» **Source passage**:
BEGIN

BMC to start compulsory screening of relatives of pulmonary TB patients

Mycobacterium tuberculosis, the bacteria that causes TB, can live in the body without evidence of clinically evident active TB. This is called LTBI

Written by Rupsa Chakraborty | Mumbai |
January 1, 2022 1:40:32 am
So far, this TB preventive therapy was limited to children under five years who were exposed to any active TB in the household and people living with HIV who generally have low immunity. (File)

FOR THE early detection of latent tuberculosis infection (LTBI) among households in Mumbai, the Brihanmumbai Municipal Corporation (BMC) is for the first time initiating compulsory screening of family members of active pulmonary tuberculosis (TB) patients from January 1, 2022. This could be a game changer by reducing the TB burden by half in the city.

Mycobacterium tuberculosis, the bacteria that causes TB, can live in the body without evidence of clinically evident active TB. This is called LTBI. In most people who breathe in TB bacteria and become infected, the body is able to fight the bacteria to stop them from growing. People with LTBI have no symptoms.

END

» **Task requirements**:
1. Decide whether each statement agrees with the article on tuberculosis screening in Mumbai. Answer yes or no for each, and quote the deciding words of the article.
(a) The compulsory screening of family members begins on January 1, 2022.
(b) People with latent tuberculosis infection show mild symptoms.
(c) Before this initiative, the preventive therapy covered children under five years who were exposed to active TB in the household.
2. Write the next portion of the article on the municipal screening of tuberculosis patients' relatives, starting after its final sentence.

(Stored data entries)
BEGIN

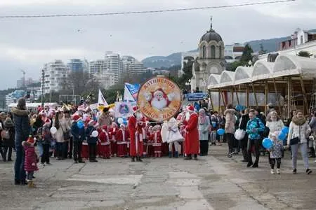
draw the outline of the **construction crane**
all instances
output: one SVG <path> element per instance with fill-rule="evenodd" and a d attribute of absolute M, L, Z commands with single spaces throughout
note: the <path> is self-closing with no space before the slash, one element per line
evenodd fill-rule
<path fill-rule="evenodd" d="M 24 71 L 23 69 L 20 69 L 22 73 L 23 73 L 23 83 L 22 83 L 22 87 L 25 88 L 25 71 Z"/>

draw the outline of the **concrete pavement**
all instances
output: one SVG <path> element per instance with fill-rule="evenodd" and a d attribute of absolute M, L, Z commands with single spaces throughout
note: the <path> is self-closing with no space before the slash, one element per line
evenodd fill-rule
<path fill-rule="evenodd" d="M 99 162 L 57 161 L 35 174 L 37 188 L 13 184 L 13 164 L 0 163 L 1 209 L 316 209 L 316 164 L 292 174 L 289 154 L 282 174 L 270 174 L 268 157 L 247 168 L 241 155 L 210 147 L 198 161 L 114 158 Z"/>

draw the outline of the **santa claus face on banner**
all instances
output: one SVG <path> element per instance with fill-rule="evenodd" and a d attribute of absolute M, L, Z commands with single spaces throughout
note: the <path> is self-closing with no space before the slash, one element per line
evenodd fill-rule
<path fill-rule="evenodd" d="M 172 118 L 182 104 L 181 91 L 173 81 L 164 77 L 147 80 L 138 92 L 138 106 L 149 119 L 163 122 Z"/>

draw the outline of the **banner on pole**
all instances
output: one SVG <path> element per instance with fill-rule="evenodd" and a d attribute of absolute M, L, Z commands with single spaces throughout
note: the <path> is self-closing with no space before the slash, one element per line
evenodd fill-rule
<path fill-rule="evenodd" d="M 181 90 L 168 78 L 157 76 L 140 88 L 137 105 L 143 114 L 156 122 L 173 117 L 181 108 Z"/>
<path fill-rule="evenodd" d="M 114 117 L 128 118 L 133 115 L 133 103 L 115 102 Z"/>
<path fill-rule="evenodd" d="M 101 90 L 100 89 L 99 89 L 99 96 L 98 98 L 98 104 L 99 104 L 99 105 L 104 105 L 105 106 L 109 106 L 107 101 L 102 94 Z"/>
<path fill-rule="evenodd" d="M 124 85 L 124 102 L 136 102 L 138 93 L 140 85 L 125 83 Z"/>

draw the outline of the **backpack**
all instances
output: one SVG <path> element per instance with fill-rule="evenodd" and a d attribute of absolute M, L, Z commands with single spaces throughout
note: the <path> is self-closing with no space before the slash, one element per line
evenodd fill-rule
<path fill-rule="evenodd" d="M 257 122 L 258 127 L 260 127 L 258 120 L 260 120 L 260 119 L 257 119 L 256 121 Z M 265 130 L 262 132 L 258 132 L 259 135 L 261 136 L 261 137 L 263 137 L 263 138 L 265 138 L 268 136 L 269 136 L 269 133 L 270 133 L 270 128 L 266 127 L 265 125 L 264 125 L 264 126 L 265 126 Z"/>
<path fill-rule="evenodd" d="M 10 139 L 10 132 L 8 130 L 3 130 L 1 133 L 2 140 Z"/>

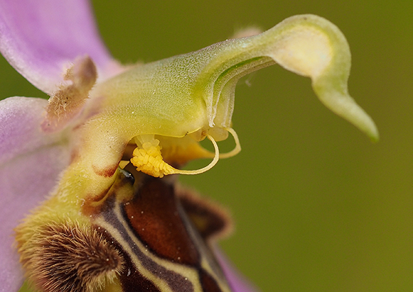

END

» **Answer list**:
1.
(a) Yes: "from January 1, 2022"
(b) No: "People with LTBI have no symptoms."
(c) Yes: "limited to children under five years who were exposed to any active TB in the household"

2.
Earlier, BMC had started a pilot project where around 500 samples of family members of 125 pulmonary TB patients were collected to detect LTBI. Now the TB department has decided to make the surveillance mandatory for all the pulmonology TB patients’ kin across 24 wards in Mumbai. In Mumbai, over two-third of the TB patients have pulmonary infection.

Under this, close contacts of the TB patient will be screened for sensitivity of 4S complex — current cough, fever, weight loss and night sweats. “Along with this, we will ascertain the presence of the Mycobacterium through X-ray, blood test (Interferon-Gamma Release Assays, called IGRA) that gauges an individual’s immune reactivity to TB bacteria. If anyone is found positive with the bacteria, we will start their prophylactic treatment so that the bacteria doesn’t become active in them,” said Dr Pranita Tipre, Mumbai’s TB officer.

So far, this TB preventive therapy was limited to children under five years who were exposed to any active TB in the household and people living with HIV who generally have low immunity.